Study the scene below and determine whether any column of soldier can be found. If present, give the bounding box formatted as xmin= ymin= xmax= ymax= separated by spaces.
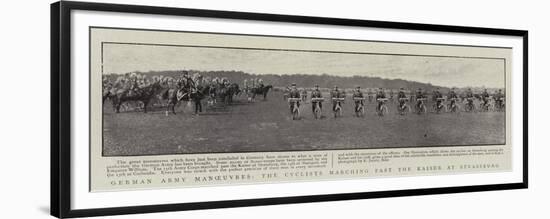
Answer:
xmin=284 ymin=83 xmax=505 ymax=119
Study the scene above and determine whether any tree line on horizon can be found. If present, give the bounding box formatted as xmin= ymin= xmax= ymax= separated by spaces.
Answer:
xmin=105 ymin=69 xmax=503 ymax=92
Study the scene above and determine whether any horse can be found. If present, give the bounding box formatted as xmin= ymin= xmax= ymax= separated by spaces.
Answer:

━━━━━━━━━━━━━━━━━━━━

• _WHAT YOU HAVE TO DO_: If a line in the records has the word "above", copy that line.

• _EXPECTED ANSWER_:
Study the scene above and determine whether any tree line on horizon can be found. If present, give the bounding box formatted as xmin= ymin= xmax= ymax= separated by spaces.
Study the scene above and determine whether any horse can be found. If present, give the bounding box formatted as xmin= ymin= xmax= ymax= separated by spaces.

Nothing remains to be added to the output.